WORK INSTRUCTIONS -
Look for the line that has "Target: gold bracelet" in the material below; please repeat it and every line after it, exactly, up to and including the line that has "[locate] the white lace", and nothing else.

STORED DATA -
- - - -
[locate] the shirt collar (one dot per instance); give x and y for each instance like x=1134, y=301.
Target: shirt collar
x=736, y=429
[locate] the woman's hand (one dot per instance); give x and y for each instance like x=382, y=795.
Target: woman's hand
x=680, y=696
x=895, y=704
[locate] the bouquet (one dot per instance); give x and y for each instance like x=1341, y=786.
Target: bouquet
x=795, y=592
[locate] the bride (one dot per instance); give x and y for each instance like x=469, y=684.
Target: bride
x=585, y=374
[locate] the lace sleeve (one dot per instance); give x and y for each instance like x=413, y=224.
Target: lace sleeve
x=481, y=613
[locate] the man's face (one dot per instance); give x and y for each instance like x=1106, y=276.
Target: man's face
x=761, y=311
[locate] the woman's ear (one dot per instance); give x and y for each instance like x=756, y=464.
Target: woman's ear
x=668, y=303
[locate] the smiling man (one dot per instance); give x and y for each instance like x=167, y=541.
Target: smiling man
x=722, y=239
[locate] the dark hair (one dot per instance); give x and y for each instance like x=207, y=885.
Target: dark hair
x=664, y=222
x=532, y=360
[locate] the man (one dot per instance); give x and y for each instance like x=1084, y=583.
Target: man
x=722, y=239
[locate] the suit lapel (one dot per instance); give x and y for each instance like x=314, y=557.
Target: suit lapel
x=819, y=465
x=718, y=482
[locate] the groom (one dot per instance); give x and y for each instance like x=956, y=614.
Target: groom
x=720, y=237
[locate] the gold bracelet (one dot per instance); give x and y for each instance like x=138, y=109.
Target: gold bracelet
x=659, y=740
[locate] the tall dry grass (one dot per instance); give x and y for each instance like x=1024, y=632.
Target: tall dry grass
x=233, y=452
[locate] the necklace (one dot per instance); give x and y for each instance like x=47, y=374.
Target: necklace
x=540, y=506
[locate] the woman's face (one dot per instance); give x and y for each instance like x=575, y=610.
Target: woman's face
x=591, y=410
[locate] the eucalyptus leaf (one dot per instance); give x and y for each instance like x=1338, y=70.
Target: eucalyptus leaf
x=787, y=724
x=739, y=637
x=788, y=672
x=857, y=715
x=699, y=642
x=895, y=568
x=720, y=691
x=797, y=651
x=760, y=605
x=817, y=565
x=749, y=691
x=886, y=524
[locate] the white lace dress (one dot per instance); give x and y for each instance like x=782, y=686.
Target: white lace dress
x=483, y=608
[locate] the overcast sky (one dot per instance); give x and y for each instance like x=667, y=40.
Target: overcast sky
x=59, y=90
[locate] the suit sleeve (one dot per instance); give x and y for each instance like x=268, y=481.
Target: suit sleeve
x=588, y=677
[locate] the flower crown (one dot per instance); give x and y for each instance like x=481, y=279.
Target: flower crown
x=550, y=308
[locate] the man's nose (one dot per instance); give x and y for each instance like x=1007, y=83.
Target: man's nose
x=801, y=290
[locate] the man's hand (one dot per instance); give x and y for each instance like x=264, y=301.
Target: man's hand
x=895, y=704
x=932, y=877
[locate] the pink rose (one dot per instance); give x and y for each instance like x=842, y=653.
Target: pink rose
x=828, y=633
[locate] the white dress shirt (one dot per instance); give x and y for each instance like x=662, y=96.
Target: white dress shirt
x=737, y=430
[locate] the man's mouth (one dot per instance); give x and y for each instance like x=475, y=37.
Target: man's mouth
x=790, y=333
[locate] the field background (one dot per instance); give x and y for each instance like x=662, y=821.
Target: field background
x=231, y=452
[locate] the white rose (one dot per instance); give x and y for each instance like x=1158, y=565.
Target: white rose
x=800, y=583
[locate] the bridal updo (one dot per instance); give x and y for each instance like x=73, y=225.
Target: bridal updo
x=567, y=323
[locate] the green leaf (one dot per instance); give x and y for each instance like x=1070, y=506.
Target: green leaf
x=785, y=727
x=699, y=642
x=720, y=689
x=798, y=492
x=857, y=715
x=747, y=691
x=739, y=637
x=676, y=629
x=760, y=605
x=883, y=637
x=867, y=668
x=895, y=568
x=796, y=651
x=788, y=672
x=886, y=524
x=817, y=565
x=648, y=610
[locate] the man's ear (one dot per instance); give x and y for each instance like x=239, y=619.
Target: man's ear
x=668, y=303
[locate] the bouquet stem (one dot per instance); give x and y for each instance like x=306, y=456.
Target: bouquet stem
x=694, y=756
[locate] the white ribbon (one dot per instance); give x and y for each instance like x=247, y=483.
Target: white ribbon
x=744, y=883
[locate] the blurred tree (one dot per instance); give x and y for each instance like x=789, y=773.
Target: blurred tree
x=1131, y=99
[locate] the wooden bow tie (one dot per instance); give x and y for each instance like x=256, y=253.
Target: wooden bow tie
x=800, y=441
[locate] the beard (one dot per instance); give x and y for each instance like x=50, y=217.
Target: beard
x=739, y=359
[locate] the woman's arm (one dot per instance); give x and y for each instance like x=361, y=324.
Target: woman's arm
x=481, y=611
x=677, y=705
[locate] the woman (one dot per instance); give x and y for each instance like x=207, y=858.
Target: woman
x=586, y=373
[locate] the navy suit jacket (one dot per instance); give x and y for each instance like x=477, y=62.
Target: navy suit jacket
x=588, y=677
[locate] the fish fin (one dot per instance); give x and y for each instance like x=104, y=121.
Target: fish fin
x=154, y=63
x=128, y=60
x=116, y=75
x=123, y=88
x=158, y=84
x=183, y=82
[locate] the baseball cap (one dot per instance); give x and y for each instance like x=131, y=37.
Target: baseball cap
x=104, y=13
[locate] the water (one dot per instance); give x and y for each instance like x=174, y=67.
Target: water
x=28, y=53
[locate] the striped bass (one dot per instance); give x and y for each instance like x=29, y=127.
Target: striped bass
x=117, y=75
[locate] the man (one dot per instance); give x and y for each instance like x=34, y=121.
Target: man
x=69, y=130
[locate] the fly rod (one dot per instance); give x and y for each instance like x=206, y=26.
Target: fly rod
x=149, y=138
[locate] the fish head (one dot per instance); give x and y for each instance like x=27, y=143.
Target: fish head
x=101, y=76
- - - -
FINISHED EXERCISE -
Target: gold bracelet
x=659, y=740
[locate] the tall dry grass (one dot per instance); give x and y for each instance like x=1024, y=632.
Target: tall dry grass
x=233, y=452
[locate] the necklace (one dot per instance); give x and y for each instance like x=47, y=374.
Target: necklace
x=540, y=506
[locate] the woman's face (one dot per instance); give x and y for each instance like x=575, y=610.
Target: woman's face
x=591, y=410
[locate] the eucalyptus leaf (one dot per instance); give x and y for each instance like x=1338, y=70.
Target: eucalyptus leaf
x=787, y=724
x=739, y=637
x=788, y=672
x=857, y=715
x=699, y=642
x=895, y=568
x=720, y=691
x=797, y=651
x=760, y=605
x=817, y=565
x=749, y=691
x=886, y=524
[locate] the white lace dress (one dot per instance); give x and y for each instance like x=782, y=686.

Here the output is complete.